Given instruction 1
According to the uploadfs documentation, which option must be set when using the Azure storage backend?
Given instruction 2
Resume the uploadfs documentation after its final sentence.

== Selection

Note the use of uploadfs.getUrl() to determine the URL of the uploaded image. Use this method consistently and your code will find the file in the right place regardless of the backend chosen.

Retrieving Information About Images

When you successfully copy an image into uploadfs with copyImageIn, the second argument to your callback has the following useful properties:

width (already rotated for the web if necessary, as with iPhone photos)

height (already rotated for the web if necessary, as with iPhone photos)

originalWidth (not rotated)

originalHeight (not rotated)

extension (gif,jpg, webp or png)

You should record these properties in your own database if you need access to them later.

When cropping, the uncropped size of the original image is not returned by uploadfs. It is assumed that if you are cropping you already know what the original dimensions were.

The same information is available via identifyLocalImage if you want to examine a local file before handing it off to copyImageIn.

Removing Files

Here's how to remove a file:

uploadfs.remove('/profiles/me.jpg', function(e) { ... });

Disabling Access To Files

This call shuts off web access to a file:

uploadfs.disable('/profiles/me.jpg', function(e) { ... });

And this call restores it:

uploadfs.enable('/profiles/me.jpg', function(e) { ... });

Depending on the backend, disable may also block the copyOut method, so be sure to call enable before attempting any further access to the file.

With the local storage backend, disable uses permissions 000 by default. This is a big hassle if you want to be able to easily use rsync to move the files outside of uploadfs. As an alternative, you can set the disabledFileKey option to a random string. If you do this, uploadfs will rename disabled files based on an HMAC digest of the filename and the disabledFileKey. This is secure from the webserver's point of view, as long as your webserver is not configured to display automatic directory listings of files. But from your local file system's point of view, the file is still completely accessible. And that makes it a lot easier to use rsync.

With the azure storage backend, you MUST set disabledFileKey. This is because Azure provides no way to alter the permissions of a single blob (file). Our only option is to copy the blob to a new, cryptographically unguessable name and remove the old one while it is "disabled," then reverse the operation when it is enabled again.

For your convenience in the event you should lose your database, the filenames generated still begin with the original filename. The presence of a cryptographically un-guessable part is enough to make them secure.

Those using local storage can change their minds about using disabledFileKey. use uploadfs.migrateToDisabledFileKey(callback) to migrate your existing disabled files to this approach, and uploadfs.migrateFromDisabledFileKey(callback) to migrate back. Before calling the former, add the option to your configuration. Before calling the latter, remove it.

====
== Stored data

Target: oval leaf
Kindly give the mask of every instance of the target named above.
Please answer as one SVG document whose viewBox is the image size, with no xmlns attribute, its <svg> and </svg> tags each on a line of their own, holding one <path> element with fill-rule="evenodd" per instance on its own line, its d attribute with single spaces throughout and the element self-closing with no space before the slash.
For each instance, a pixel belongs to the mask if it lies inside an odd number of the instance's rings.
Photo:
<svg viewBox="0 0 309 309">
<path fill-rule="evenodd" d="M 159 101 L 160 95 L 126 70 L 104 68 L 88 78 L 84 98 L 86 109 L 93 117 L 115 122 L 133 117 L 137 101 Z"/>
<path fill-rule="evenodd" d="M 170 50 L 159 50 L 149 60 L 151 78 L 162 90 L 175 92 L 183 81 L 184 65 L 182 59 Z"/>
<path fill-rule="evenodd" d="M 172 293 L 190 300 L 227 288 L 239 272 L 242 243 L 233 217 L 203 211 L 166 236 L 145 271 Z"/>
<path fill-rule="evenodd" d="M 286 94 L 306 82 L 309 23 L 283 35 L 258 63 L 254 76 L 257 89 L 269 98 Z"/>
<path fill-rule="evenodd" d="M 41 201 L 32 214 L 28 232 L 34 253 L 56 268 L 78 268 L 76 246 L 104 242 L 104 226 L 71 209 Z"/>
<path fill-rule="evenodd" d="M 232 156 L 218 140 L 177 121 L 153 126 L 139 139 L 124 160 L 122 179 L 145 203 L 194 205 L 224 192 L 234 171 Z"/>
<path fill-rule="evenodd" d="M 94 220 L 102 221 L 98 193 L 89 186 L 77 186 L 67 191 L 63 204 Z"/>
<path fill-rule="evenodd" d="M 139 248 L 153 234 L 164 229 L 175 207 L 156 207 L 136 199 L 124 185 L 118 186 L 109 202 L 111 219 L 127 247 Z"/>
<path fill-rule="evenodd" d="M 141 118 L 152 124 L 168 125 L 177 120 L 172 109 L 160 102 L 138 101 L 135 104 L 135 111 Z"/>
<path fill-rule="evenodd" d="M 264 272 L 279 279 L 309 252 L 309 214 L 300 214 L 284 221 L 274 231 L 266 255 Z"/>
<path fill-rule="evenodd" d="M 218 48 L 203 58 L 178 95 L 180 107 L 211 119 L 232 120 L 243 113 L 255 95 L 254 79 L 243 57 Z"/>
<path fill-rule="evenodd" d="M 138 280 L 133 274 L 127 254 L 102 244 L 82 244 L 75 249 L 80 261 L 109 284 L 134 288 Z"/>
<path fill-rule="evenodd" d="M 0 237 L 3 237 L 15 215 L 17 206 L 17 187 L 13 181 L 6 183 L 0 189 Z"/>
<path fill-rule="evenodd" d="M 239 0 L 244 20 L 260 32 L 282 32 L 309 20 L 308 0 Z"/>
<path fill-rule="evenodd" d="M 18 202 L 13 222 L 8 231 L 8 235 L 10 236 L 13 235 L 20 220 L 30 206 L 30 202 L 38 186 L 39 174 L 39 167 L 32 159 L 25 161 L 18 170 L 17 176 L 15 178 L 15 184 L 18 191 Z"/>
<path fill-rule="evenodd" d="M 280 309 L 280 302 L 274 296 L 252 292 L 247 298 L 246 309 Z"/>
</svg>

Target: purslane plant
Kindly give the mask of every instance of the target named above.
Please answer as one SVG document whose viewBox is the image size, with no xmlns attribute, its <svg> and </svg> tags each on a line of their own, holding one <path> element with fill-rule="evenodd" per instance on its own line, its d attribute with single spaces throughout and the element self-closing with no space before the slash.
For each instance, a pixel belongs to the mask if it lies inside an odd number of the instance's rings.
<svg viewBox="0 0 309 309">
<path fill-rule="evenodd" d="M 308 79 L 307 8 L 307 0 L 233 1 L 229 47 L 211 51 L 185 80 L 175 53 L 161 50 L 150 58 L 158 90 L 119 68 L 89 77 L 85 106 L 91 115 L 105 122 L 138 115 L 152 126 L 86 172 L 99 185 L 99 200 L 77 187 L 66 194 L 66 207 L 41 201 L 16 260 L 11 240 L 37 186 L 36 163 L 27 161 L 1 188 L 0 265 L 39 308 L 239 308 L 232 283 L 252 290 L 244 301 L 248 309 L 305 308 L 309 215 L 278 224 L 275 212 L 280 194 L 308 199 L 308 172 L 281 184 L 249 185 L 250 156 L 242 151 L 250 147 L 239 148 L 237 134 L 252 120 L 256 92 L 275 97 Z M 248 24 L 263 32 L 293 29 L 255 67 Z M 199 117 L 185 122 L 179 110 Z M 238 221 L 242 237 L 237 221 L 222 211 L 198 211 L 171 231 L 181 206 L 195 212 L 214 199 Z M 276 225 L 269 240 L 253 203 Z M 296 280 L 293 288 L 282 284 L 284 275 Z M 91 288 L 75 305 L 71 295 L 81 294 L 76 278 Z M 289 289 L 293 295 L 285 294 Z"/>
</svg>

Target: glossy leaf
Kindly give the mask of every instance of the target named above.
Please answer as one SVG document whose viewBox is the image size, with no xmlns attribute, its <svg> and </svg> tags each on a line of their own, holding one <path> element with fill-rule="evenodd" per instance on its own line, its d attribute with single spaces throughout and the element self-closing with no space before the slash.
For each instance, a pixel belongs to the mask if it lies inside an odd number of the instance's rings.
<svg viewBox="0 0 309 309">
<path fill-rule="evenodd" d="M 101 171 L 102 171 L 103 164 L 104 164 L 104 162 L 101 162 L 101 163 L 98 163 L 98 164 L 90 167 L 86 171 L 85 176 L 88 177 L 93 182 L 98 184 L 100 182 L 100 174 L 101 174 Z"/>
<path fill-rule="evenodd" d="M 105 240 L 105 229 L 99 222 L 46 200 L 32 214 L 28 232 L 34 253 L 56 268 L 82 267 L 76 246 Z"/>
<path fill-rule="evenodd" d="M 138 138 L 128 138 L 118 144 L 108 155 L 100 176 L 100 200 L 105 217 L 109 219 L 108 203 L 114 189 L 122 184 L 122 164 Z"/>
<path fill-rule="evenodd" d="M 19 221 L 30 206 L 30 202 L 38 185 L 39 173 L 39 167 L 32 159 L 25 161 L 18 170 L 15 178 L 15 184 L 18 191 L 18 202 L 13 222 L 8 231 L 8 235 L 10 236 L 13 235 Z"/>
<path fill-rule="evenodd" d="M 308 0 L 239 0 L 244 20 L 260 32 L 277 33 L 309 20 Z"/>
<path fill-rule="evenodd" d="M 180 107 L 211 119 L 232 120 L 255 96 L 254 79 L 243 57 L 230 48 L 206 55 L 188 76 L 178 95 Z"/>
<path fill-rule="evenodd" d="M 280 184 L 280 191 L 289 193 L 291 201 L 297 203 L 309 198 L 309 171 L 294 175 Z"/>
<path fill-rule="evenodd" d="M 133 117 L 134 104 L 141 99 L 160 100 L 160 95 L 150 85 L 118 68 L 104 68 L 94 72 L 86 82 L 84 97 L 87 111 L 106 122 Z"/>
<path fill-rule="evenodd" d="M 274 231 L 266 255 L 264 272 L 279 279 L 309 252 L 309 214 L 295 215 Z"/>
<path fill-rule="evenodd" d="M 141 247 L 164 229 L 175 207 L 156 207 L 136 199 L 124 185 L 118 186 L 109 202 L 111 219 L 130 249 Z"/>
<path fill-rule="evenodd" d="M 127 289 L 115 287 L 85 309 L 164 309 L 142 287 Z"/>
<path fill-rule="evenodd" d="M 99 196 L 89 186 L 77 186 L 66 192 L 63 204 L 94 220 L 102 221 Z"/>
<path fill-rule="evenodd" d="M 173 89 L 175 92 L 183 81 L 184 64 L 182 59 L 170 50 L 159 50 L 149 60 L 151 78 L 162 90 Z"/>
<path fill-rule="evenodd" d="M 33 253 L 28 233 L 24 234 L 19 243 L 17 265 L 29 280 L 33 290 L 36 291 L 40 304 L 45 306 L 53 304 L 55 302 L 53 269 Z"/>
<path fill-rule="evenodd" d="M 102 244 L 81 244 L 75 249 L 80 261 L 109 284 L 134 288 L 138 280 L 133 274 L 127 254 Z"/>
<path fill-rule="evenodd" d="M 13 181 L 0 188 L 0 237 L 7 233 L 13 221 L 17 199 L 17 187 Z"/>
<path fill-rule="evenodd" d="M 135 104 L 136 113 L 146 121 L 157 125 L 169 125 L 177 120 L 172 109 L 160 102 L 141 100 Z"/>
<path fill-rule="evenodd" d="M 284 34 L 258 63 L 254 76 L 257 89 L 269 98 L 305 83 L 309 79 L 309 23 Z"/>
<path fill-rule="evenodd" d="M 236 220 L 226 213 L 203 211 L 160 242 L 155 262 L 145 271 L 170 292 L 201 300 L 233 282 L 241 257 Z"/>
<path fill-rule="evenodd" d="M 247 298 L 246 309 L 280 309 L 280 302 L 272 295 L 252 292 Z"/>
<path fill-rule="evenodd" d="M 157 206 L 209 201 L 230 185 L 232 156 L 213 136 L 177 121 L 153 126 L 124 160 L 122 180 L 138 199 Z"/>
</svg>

====

Final answer 1
The disabledFileKey option must be set.

Final answer 2
Configuration Options

Here are the options we pass to init() in sample.js. Note that we define the image sizes we want the copyImageIn function to produce. No image will be wider or taller than the limits specified. The aspect ratio is always maintained, so one axis will often be smaller than the limits specified. Here's a hint: specify the width you really want, and the maximum height you can put up with. That way only obnoxiously tall images will get a smaller width, as a safeguard.

{
  storage: 'local',
  // Optional. If not specified, Sharp will be used with automatic
  // fallback to Imagemagick.
  image: 'sharp',
  // Options are 'sharp' and 'imagemagick', or a custom image
  // processing backend
  uploadsPath: __dirname + '/public/uploads',
  uploadsUrl: 'http://localhost:3000' + uploadsLocalUrl,
  // Required if you use copyImageIn
  // Temporary files are made here and later automatically removed
  tempPath: __dirname + '/temp',
  imageSizes: [
    {
      name: 'small',
      width: 320,
      height: 320
    },
    {
      name: 'medium',
      width: 640,
      height: 640
    },
    {
      name: 'large',
      width: 1140,
      height: 1140
    }
  ],
  // Render up to 4 image sizes at once. Note this means 4 at once per call
  // to copyImageIn. There is currently no built-in throttling of multiple calls to
  // copyImageIn
  parallel: 4,
  // Optional. See "disabling access to files," above
  // disabledFileKey: 'this should be a unique, random string'
}

Here is an equivalent configuration for S3:

{
  storage: 's3',
  // Add an arbitrary S3 compatible endpoint
  endpoint: 's3-compatible-endpoint.com',
  // Get your credentials at aws.amazon.com
  secret: 'xxx',
  key: 'xxx',
  // You need to create your bucket first before using it here
  // Go to aws.amazon.com
  bucket: 'getyourownbucketplease',
  // For read-after-write consistency in the US East region.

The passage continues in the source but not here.